■ Description of the task ■
Nothing but a verbatim copy of the data, minus the images, should be returned.

■ Material supplied ■

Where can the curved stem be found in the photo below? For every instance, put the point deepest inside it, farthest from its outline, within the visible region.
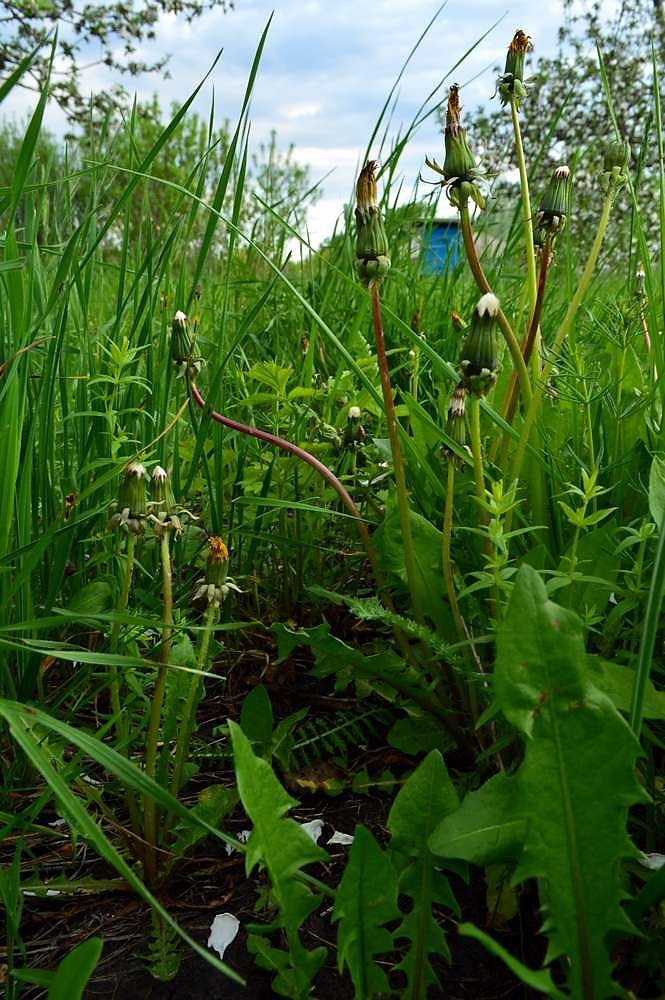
(182, 748)
(150, 813)
(526, 211)
(304, 456)
(483, 285)
(395, 448)
(562, 333)
(446, 545)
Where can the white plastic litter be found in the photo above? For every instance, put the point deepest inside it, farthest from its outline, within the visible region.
(223, 931)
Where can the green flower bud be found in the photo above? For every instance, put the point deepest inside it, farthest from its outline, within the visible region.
(161, 494)
(511, 82)
(555, 203)
(615, 163)
(131, 510)
(218, 561)
(479, 361)
(459, 163)
(354, 432)
(456, 421)
(182, 347)
(372, 251)
(617, 154)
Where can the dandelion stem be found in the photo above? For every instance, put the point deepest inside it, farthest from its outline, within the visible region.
(483, 285)
(150, 812)
(395, 448)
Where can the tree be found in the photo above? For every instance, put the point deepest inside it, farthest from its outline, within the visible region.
(571, 80)
(86, 28)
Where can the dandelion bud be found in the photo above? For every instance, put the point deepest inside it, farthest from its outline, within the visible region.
(182, 347)
(218, 561)
(161, 494)
(555, 203)
(615, 163)
(459, 163)
(456, 422)
(372, 251)
(511, 83)
(354, 432)
(479, 361)
(131, 509)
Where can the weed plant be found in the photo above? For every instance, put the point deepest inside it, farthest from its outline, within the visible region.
(470, 462)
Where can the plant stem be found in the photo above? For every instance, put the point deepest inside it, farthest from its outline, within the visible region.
(395, 448)
(562, 333)
(182, 748)
(304, 456)
(446, 545)
(121, 727)
(483, 285)
(526, 211)
(477, 452)
(150, 813)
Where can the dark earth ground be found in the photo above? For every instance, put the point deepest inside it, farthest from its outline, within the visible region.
(212, 882)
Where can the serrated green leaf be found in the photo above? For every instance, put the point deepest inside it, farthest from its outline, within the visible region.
(574, 786)
(486, 829)
(366, 901)
(423, 801)
(284, 848)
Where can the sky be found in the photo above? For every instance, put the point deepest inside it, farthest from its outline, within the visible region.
(327, 69)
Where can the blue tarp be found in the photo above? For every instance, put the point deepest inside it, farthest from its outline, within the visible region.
(440, 246)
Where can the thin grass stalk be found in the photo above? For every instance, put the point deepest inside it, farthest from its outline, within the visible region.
(150, 812)
(396, 450)
(182, 748)
(651, 623)
(484, 286)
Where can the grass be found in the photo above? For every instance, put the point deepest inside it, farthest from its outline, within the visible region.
(97, 259)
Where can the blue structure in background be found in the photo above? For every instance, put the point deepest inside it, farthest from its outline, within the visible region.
(440, 245)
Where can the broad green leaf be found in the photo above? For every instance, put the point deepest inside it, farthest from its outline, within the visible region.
(284, 848)
(423, 801)
(538, 980)
(486, 829)
(574, 786)
(366, 901)
(657, 490)
(73, 973)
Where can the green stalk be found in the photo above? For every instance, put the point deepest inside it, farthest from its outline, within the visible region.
(651, 622)
(395, 448)
(446, 549)
(526, 210)
(477, 452)
(182, 748)
(483, 284)
(121, 728)
(121, 606)
(150, 814)
(562, 333)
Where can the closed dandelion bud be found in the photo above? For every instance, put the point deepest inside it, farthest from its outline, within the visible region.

■ Expected output ■
Where can the curved stem be found in the photo below? For every instance, put the point deepest inside it, farthest from its outline, within the visible region.
(182, 748)
(150, 813)
(526, 211)
(304, 456)
(483, 285)
(395, 448)
(562, 333)
(446, 545)
Where can the white plastic litter be found in the photo above? For every instance, put the point deepest inside it, farthest from its outline, within the visible region.
(223, 931)
Where can the green flower bud be found in the photo above? For every instance, put the point deepest inside it, farthest from its outline, within the visible region.
(161, 494)
(511, 82)
(555, 203)
(615, 163)
(131, 510)
(218, 561)
(479, 361)
(459, 163)
(354, 432)
(456, 421)
(182, 347)
(372, 251)
(617, 154)
Where can the dandelion stem be found in the photo above? For every instance, put the point deepest inside it, farthest from its outline, within the visible region.
(483, 285)
(150, 812)
(395, 448)
Where can the tree be found in the photo above? For every instance, put the point deepest inside it, farthest from its outline, within the visible region.
(571, 80)
(86, 28)
Where can the dandelion bud be found in the photo above? For every instance, put the point deepest inside it, farthest from its outline, within the visible region.
(182, 347)
(218, 561)
(161, 494)
(555, 203)
(615, 163)
(459, 163)
(456, 422)
(372, 251)
(511, 83)
(354, 432)
(479, 361)
(131, 509)
Where can the weed plant be found in the photo above? For every instance, put the point deepest inside it, farthest from its outline, within the visible region.
(470, 462)
Where can the plant stem be found in the photo above? For every instance, put the point deepest inside it, farthest from its outline, within the visible region.
(395, 448)
(562, 333)
(182, 748)
(304, 456)
(446, 545)
(121, 727)
(483, 285)
(526, 211)
(477, 452)
(150, 813)
Where can the dark earth ground be found in the photo above? For every instance, put the point deepest inside it, farthest from its outline, within the visible region.
(212, 882)
Where can the serrated green leaf be found in the photo above? For every instance, put the point deepest inside it, farthest from its outline, within the visible region.
(574, 786)
(486, 829)
(366, 901)
(423, 801)
(284, 848)
Where can the sky be found in the photo above? For every instance, put the point deepest inside it, farthest from its outline, within the visible region.
(327, 69)
Where can the blue tarp be found in the photo above? For every instance, put the point deepest inside it, farthest from its outline, within the visible region.
(440, 246)
Where can the thin grass stalk be found in the photo above? For every instance, put the point deepest inside it, farthest from its outline, within the visible region.
(150, 812)
(396, 450)
(182, 748)
(651, 623)
(484, 286)
Where can the grass be found in the photo above? For every instance, put the point deepest inside it, farthest from its outline, within the visible region.
(97, 259)
Where can the blue structure in background be found in the photo above? For every instance, put the point deepest inside it, farthest from its outline, within the visible region.
(440, 245)
Where can the broad green leaf be found in the photo above? For every instance, put the point deepest inside it, farthest from its outline, within the visible region.
(284, 848)
(423, 801)
(538, 980)
(486, 829)
(574, 786)
(366, 901)
(657, 490)
(73, 973)
Where can the green stalk be found in the photo above? For every instance, put the point deepest inside it, farthest from its outline, within the visible region.
(651, 622)
(395, 448)
(446, 549)
(526, 210)
(477, 452)
(182, 748)
(483, 284)
(121, 728)
(121, 606)
(150, 814)
(562, 333)
Where can the closed dandelion bud be found in the photo above? For every instance, put the point deepest inside it, farthest from its outline, within the visible region.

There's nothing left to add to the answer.